Top of Record extracts

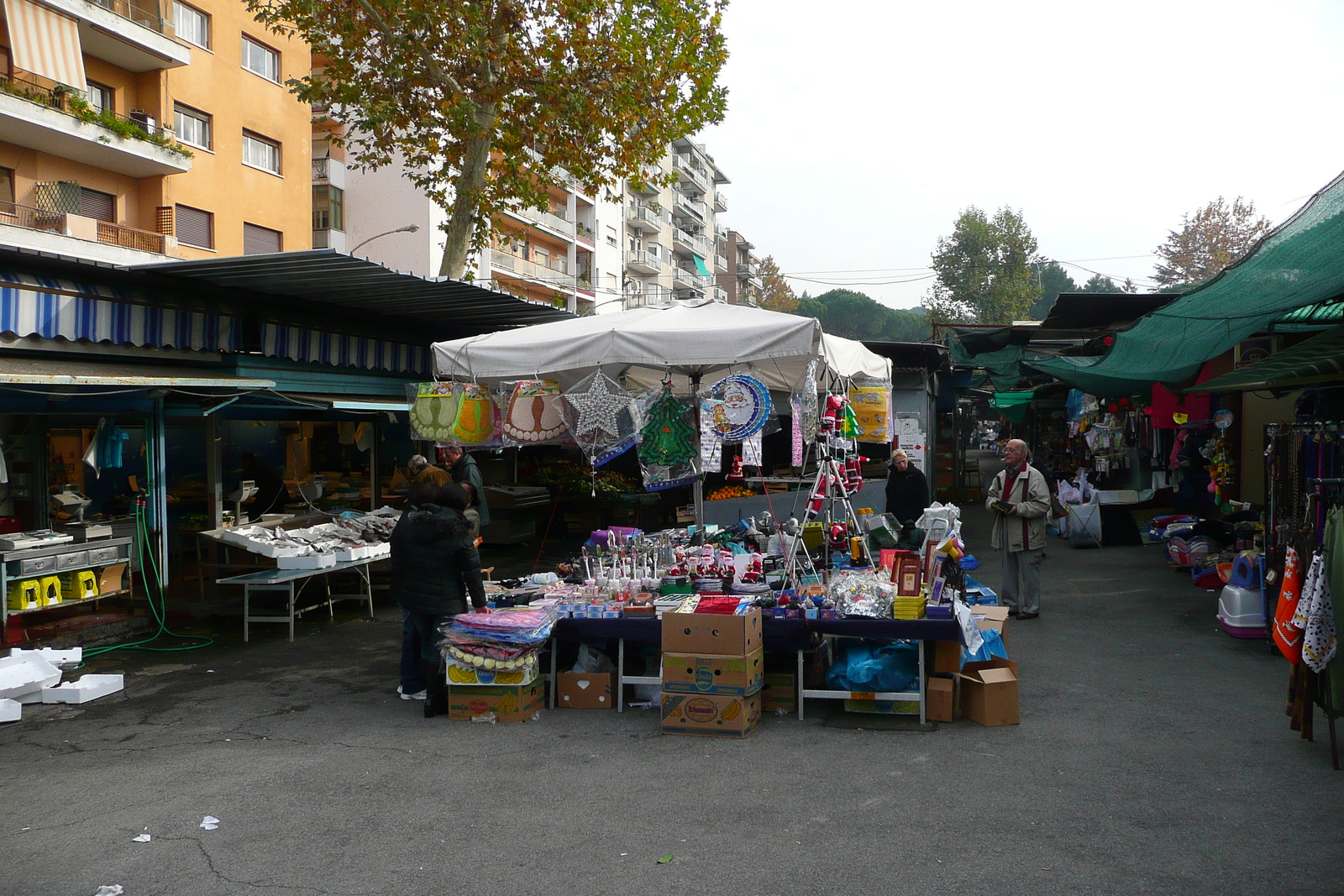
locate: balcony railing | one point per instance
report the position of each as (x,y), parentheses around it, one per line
(132,238)
(143,13)
(74,103)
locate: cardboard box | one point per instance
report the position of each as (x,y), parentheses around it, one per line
(780,692)
(109,578)
(710,716)
(940,699)
(990,692)
(947,656)
(508,703)
(711,633)
(585,691)
(722,676)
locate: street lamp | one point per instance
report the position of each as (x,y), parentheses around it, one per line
(407,228)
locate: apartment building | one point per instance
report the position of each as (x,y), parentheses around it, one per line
(669,228)
(136,129)
(737,268)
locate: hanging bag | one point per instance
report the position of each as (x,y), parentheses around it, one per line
(1287,636)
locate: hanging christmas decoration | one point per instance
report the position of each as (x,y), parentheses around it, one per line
(743,407)
(669,452)
(602,418)
(535,412)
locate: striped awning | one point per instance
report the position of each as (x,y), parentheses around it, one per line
(66,309)
(45,42)
(300,344)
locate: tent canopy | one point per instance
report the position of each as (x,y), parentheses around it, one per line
(1316,360)
(1297,265)
(648,344)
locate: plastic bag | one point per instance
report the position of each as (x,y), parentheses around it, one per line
(875,667)
(593,661)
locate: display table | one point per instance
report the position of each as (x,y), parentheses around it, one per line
(779,636)
(273,579)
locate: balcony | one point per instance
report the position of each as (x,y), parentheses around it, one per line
(645,217)
(548,221)
(58,121)
(57,231)
(644,261)
(129,34)
(685,242)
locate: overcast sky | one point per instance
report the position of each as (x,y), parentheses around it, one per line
(858,130)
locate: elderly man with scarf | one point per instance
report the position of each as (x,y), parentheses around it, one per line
(1021,500)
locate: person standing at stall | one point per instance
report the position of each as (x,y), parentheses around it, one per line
(907,488)
(464,469)
(1021,500)
(436,575)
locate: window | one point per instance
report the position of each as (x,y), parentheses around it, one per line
(261,239)
(101,97)
(328,207)
(195,228)
(97,204)
(192,125)
(192,24)
(261,60)
(260,152)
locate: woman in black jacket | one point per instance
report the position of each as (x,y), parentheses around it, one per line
(907,490)
(436,569)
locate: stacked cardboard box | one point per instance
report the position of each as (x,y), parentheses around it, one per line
(712,672)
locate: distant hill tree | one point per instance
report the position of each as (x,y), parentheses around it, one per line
(1053,280)
(1210,239)
(984,270)
(776,293)
(853,315)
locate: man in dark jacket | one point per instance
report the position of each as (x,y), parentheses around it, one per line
(907,490)
(464,469)
(434,571)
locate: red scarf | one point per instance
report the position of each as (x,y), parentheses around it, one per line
(1011,479)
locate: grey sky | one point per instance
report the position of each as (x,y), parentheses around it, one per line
(858,130)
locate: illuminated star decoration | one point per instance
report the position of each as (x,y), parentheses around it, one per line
(598,409)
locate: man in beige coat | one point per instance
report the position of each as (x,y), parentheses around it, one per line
(1021,500)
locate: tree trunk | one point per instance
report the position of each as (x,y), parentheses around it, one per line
(467,201)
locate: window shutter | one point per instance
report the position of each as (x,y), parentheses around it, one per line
(260,239)
(97,204)
(195,228)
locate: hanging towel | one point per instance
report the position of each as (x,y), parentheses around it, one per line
(1315,616)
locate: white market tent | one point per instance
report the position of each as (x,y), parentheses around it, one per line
(690,342)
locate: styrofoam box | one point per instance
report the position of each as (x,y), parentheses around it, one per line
(309,562)
(26,673)
(85,689)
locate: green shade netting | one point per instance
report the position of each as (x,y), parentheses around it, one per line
(1320,358)
(1299,264)
(1012,405)
(1005,365)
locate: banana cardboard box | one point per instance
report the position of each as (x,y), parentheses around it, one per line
(710,716)
(508,703)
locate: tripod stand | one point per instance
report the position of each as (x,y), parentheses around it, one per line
(828,490)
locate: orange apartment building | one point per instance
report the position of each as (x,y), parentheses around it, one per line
(136,129)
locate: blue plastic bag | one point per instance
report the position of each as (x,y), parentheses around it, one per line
(875,667)
(994,647)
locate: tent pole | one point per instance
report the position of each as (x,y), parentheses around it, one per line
(698,490)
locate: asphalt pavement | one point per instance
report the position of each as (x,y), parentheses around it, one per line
(1153,757)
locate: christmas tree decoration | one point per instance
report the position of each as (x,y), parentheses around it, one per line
(743,409)
(602,418)
(669,454)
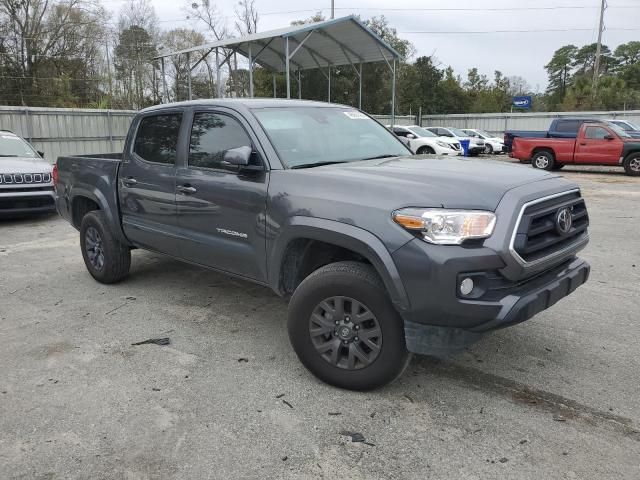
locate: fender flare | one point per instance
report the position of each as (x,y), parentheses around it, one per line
(343,235)
(96,195)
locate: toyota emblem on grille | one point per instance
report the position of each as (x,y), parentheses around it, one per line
(563,221)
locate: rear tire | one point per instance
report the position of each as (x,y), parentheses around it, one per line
(425,151)
(543,159)
(107,259)
(344,328)
(632,164)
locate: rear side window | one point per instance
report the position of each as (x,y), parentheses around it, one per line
(596,132)
(568,126)
(157,138)
(212,135)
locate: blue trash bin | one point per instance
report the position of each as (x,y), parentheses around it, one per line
(465,147)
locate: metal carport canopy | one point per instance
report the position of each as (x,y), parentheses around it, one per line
(319,45)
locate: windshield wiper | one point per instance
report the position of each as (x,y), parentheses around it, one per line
(386,155)
(317,164)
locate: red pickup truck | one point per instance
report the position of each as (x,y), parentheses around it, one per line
(596,144)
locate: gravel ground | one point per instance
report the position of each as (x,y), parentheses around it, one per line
(556,397)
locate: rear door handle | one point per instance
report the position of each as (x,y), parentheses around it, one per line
(186,189)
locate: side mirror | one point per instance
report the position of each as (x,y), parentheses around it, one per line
(238,156)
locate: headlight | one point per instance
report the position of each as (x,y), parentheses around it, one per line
(446,227)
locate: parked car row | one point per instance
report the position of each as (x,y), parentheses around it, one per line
(446,140)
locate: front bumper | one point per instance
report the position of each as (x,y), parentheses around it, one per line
(439,321)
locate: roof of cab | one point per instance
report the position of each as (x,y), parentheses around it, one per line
(249,103)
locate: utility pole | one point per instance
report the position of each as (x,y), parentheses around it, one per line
(596,63)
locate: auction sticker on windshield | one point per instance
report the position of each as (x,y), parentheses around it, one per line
(356,115)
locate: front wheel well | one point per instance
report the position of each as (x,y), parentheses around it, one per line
(80,206)
(304,256)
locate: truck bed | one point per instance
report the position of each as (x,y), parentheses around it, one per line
(562,148)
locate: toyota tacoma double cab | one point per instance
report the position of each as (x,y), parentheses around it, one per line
(380,253)
(595,144)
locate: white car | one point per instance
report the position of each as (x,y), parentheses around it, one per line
(476,145)
(421,141)
(492,144)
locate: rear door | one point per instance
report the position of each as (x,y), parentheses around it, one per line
(221,207)
(595,148)
(147,183)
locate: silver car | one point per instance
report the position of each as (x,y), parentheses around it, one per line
(26,179)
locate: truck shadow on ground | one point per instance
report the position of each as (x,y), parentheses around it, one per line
(244,296)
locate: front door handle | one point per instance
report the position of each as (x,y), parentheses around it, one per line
(186,189)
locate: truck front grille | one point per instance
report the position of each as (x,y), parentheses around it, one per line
(549,227)
(28,178)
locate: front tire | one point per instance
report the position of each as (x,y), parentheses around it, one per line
(632,164)
(344,328)
(107,259)
(543,160)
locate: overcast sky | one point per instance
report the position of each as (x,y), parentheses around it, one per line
(518,53)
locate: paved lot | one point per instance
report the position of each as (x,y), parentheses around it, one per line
(555,397)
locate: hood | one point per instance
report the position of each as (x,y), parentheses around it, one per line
(418,181)
(24,165)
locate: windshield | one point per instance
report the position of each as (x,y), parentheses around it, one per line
(422,132)
(317,135)
(13,146)
(458,133)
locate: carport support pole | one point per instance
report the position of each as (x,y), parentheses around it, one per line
(189,75)
(250,72)
(287,73)
(164,82)
(360,87)
(393,93)
(218,85)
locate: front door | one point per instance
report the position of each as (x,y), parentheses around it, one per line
(595,148)
(221,207)
(147,184)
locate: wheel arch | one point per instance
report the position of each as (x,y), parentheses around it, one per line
(84,200)
(291,246)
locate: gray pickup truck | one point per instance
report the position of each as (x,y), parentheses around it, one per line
(380,252)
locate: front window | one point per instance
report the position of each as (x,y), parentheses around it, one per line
(626,126)
(619,131)
(458,133)
(307,136)
(422,132)
(484,134)
(13,146)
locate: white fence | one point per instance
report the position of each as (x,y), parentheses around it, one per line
(64,131)
(499,122)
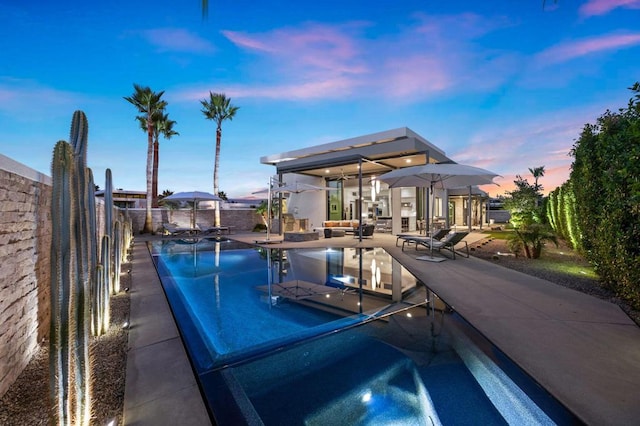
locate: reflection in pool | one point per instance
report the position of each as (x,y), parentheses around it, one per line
(335,336)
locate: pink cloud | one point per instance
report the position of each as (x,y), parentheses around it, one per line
(602,7)
(422,58)
(575,49)
(18,96)
(178,40)
(334,88)
(540,141)
(311,48)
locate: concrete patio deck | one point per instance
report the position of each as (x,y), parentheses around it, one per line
(583,350)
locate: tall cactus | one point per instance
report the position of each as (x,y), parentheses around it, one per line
(72,262)
(62,271)
(117,256)
(96,308)
(103,283)
(80,300)
(108,225)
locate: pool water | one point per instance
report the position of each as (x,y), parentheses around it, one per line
(335,336)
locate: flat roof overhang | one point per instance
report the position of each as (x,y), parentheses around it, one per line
(380,152)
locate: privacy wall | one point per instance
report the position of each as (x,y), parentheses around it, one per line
(25,239)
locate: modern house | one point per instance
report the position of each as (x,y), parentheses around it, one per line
(350,167)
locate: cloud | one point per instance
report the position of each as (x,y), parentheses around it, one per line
(602,7)
(177,40)
(543,140)
(574,49)
(27,99)
(415,61)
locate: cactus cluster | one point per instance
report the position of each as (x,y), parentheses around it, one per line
(80,285)
(70,278)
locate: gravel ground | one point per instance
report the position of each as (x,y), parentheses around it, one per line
(26,402)
(547,268)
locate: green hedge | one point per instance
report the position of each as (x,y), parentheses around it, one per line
(604,192)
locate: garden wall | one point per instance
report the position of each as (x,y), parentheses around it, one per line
(25,240)
(242,220)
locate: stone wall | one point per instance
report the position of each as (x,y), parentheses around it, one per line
(243,220)
(25,240)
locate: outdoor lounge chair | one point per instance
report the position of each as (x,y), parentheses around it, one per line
(367,231)
(409,238)
(173,229)
(448,243)
(208,230)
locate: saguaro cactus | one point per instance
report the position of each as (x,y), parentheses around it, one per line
(80,297)
(117,255)
(62,247)
(71,271)
(108,226)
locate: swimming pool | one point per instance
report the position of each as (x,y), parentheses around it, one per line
(335,336)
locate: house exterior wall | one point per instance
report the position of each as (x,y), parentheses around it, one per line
(25,240)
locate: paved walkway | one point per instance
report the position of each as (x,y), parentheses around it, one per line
(583,350)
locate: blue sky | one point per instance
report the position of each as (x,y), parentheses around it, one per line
(500,84)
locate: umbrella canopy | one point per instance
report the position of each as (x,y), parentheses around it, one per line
(295,188)
(194,197)
(445,176)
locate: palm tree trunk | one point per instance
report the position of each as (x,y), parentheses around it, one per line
(148,221)
(154,179)
(215,174)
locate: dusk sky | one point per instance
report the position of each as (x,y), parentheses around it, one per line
(503,85)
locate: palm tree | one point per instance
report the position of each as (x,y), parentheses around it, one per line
(161,126)
(148,103)
(218,108)
(537,173)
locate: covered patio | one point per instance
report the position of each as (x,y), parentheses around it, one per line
(350,168)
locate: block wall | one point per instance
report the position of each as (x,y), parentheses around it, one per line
(243,220)
(25,239)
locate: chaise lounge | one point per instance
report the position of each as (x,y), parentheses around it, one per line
(208,230)
(448,243)
(173,229)
(412,238)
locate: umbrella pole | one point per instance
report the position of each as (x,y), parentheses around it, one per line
(430,257)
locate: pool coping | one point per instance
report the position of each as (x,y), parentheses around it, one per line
(583,350)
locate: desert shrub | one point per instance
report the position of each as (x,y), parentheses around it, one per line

Bottom of Record extracts

> **Exercise instructions**
Give back the lines word for word, from the very first in the material above to the one that has "locate: window | one point per instance", both included, without the pictures.

> **Solution to this problem**
locate: balcony railing | one point per instance
report the position of each as (x,y), parentheses around it, one per line
(132,238)
(143,13)
(74,103)
locate: cardboard box | one point per instance
report the position of each as (x,y), parentheses around it, one per line
(780,692)
(109,578)
(710,716)
(940,699)
(990,692)
(947,656)
(508,703)
(711,633)
(585,691)
(722,676)
locate: street lamp | one point per instance
report the position of each as (x,y), parentheses around it, one per line
(407,228)
locate: apartment building | one point per instance
report the position of each as (x,y), parentheses around it, one per line
(669,228)
(136,129)
(737,268)
locate: hanging bag | one point per instance
report the position of each as (x,y), parentheses around it, one per line
(1287,636)
locate: hanging christmas decoration | one point per instance
report the position of each as (x,y), parentheses around it, one per line
(743,407)
(669,452)
(602,418)
(535,412)
locate: striped awning | one point per instance
report the position of each as (x,y), parentheses around it, one per line
(66,309)
(45,42)
(300,344)
locate: tent canopy | one point per instance
report the position of each as (x,y), parentheses around it, one per line
(1316,360)
(1297,265)
(648,344)
locate: plastic bag | one point per instance
report the position of each as (x,y), parentheses around it, one per line
(875,667)
(593,661)
locate: display table | one point per instance
report the position of each as (x,y), parentheses around it, one per line
(779,636)
(273,579)
locate: balcony | one point per instance
report the position of each as (x,y), parentheses around it, one per line
(645,217)
(548,221)
(58,121)
(57,231)
(644,261)
(129,34)
(685,242)
locate: overcast sky | one point per instance
report the position of each as (x,y), parentheses around it, one per line
(858,130)
locate: elderly man with scarf | one point per instance
report the position of each as (x,y), parentheses around it, one per line
(1021,500)
locate: person standing at stall | one point per instance
report the position of each as (x,y), parentheses around it, one per line
(907,488)
(464,469)
(1021,500)
(436,575)
locate: window | one point per instance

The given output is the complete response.